Article:
They must eat, sleep, work, watch their back, find support, find the good guys, create alliances, establish boundaries, conquer ground, address the populous, etc.
If that ain't a system of some sort not sure what is. :D
That doesn't mean there's not some difference in how one is to approach said systems. It is simply to identify that their still the same just trying to use a little tech to help think about them.
Whats the difference between a tape or CD, how about VHS or DVD,
Standard res / HD Its about clarity of perception and understanding not different answers. Hopefully better answers to the same questions.
I'm sure that didn't help:wry: but Oh well I tried
Without answering your first part
;)
Quote:
Originally Posted by
wm
Systems thinking usually seems to arise when one is feeling resource constrained. In other words, if you can't rain down tons of steel on your opponent in a rather indiscriminate fashion, you have to be selective about what you target. Since you have to be selective, you want to make every shot count. Rome'e enemies tried to capture the legions' eagles as a way of breaking the legionnaires' will to fight. Modern systems thinking looks at what might achieve the equivalent "biggest" bang for the buck. That, at least, is the theory. But I am not sure that the theory has ever been mapped successfully to practice (in modern warfare at least). From what I've read, "surgical" strikes against Iraqi C2 facilities, e.g., didn't really break the will of the Iraqi Army in OIF I.

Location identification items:
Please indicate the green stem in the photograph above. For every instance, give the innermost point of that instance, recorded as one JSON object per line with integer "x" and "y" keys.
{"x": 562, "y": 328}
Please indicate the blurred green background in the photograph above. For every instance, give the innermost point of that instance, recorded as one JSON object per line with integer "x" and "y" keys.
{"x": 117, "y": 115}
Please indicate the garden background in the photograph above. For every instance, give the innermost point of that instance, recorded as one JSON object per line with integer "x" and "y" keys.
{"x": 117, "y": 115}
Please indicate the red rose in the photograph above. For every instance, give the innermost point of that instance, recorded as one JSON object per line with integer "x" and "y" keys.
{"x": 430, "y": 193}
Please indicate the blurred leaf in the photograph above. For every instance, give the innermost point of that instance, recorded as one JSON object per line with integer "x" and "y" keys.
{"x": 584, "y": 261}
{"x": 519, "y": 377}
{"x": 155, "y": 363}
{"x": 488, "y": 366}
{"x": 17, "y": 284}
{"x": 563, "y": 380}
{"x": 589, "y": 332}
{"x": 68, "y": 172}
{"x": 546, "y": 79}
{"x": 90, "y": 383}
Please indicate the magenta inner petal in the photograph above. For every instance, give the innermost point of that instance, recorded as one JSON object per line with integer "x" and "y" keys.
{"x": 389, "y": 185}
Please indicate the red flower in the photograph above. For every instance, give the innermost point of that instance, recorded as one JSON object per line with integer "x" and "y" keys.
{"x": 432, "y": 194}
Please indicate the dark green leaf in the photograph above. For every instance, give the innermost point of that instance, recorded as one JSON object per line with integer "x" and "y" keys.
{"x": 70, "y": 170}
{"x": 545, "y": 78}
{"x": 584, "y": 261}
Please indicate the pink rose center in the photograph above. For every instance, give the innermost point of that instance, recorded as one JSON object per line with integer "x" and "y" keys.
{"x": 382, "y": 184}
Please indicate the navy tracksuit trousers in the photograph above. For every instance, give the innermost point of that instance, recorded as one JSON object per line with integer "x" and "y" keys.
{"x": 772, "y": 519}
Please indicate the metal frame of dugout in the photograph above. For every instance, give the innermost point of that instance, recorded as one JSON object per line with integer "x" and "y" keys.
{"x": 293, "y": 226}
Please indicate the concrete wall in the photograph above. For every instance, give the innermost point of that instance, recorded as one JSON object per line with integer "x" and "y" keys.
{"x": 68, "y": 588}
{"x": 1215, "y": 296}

Work to complete:
• a. Answer these questions about the forum discussion of systems thinking:
(i) Which pair of formats is mentioned alongside "a tape or CD"?
(ii) According to the quoted post, when does systems thinking usually seem to arise?
(iii) What did Rome's enemies try to capture?
• b. Write the next few sentences of the forum discussion of systems thinking, picking up right after the sentence about "surgical" strikes in OIF I.

Responses to the exercise:
• a.
(i) VHS or DVD
(ii) When one is feeling resource constrained
(iii) The legions' eagles

• b.
Of course some smart guy will tell me that this is not a failure of the systems approach. Rather, we failed to correctly identify the right or critical node in the system which was the Iraqi Armed Forces, Al-Qaeda in Iraq or whomever. I hope this reminds you of the kinds of responses you hear from conspiracy theorists when they are presented with evidence that is meant to disprove their hypotheses about the world takeover conspiracies of the Illuminati, the KGB, the Knights Templar, etc. ;)
I don't think it takes all that smart a guy to figure out that if your right hand doesn't know what your left hands doing and your feet have decided to sit it out things might not go very well. CO-CO-COmmunication
That might also help to explain
Quote:
Originally Posted by
Steve Blair
I suspect that this is a reasonable assumption. The AF is seriously tech-centric, and EBO is focused almost totally on technology. EBO can also be packaged as conflict on the cheap, which is something the AF has been pushing since the end of World War II. I'd also think that it channels a great deal of Warden's thinking.
Not saying that this was planned, but more a matter of like minds finding like theories and latching on.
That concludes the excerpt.